● Work to do:
Lines before the one containing "with long blonde" are left out; copy that line and every later line through the end of the data exactly.

● Records shown:
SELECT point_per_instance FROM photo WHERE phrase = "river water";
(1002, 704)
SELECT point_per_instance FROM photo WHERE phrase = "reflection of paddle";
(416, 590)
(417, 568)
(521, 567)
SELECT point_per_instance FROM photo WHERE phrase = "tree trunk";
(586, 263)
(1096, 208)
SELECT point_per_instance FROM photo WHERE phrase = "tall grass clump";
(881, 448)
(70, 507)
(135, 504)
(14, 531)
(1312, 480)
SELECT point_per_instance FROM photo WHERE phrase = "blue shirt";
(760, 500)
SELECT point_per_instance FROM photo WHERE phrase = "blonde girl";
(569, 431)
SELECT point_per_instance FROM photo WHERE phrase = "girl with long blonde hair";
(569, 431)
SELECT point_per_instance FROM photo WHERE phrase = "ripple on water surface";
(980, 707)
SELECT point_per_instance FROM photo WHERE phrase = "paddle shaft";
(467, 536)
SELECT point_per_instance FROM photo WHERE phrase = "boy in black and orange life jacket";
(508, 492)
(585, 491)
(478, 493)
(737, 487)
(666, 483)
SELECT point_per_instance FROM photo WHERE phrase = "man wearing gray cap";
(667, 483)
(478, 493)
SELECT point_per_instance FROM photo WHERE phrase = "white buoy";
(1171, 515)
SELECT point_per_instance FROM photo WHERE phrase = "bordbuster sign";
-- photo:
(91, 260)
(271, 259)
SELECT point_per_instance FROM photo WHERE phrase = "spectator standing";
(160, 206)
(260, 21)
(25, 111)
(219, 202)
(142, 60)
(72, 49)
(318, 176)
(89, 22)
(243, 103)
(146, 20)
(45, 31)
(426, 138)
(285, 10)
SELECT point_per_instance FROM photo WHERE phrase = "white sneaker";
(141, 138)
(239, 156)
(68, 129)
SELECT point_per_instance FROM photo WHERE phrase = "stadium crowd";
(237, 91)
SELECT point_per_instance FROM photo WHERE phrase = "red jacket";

● Exercise solution:
SELECT point_per_instance FROM photo WHERE phrase = "girl with long blonde hair";
(569, 431)
SELECT point_per_instance FROM photo WHERE phrase = "ripple on water surface";
(980, 707)
SELECT point_per_instance FROM photo WHERE phrase = "paddle shaft";
(467, 536)
SELECT point_per_instance FROM photo WHERE phrase = "boy in black and orange life jacket";
(508, 492)
(585, 491)
(478, 493)
(737, 487)
(666, 483)
SELECT point_per_instance FROM photo WHERE phrase = "man wearing gray cap";
(667, 483)
(478, 493)
SELECT point_per_instance FROM photo WHERE phrase = "white buoy";
(1171, 515)
SELECT point_per_instance FROM photo WHERE phrase = "bordbuster sign";
-- photo:
(91, 260)
(271, 259)
SELECT point_per_instance FROM photo WHERE phrase = "spectator standing";
(160, 206)
(260, 21)
(25, 111)
(219, 202)
(142, 60)
(72, 49)
(318, 176)
(89, 22)
(243, 103)
(146, 20)
(45, 31)
(426, 138)
(285, 10)
SELECT point_per_instance FROM photo WHERE phrase = "white sneaker";
(141, 138)
(239, 156)
(68, 129)
SELECT point_per_instance FROM photo WHERE phrase = "stadium crowd";
(237, 91)
SELECT point_per_instance FROM photo WHERE phrase = "red jacket";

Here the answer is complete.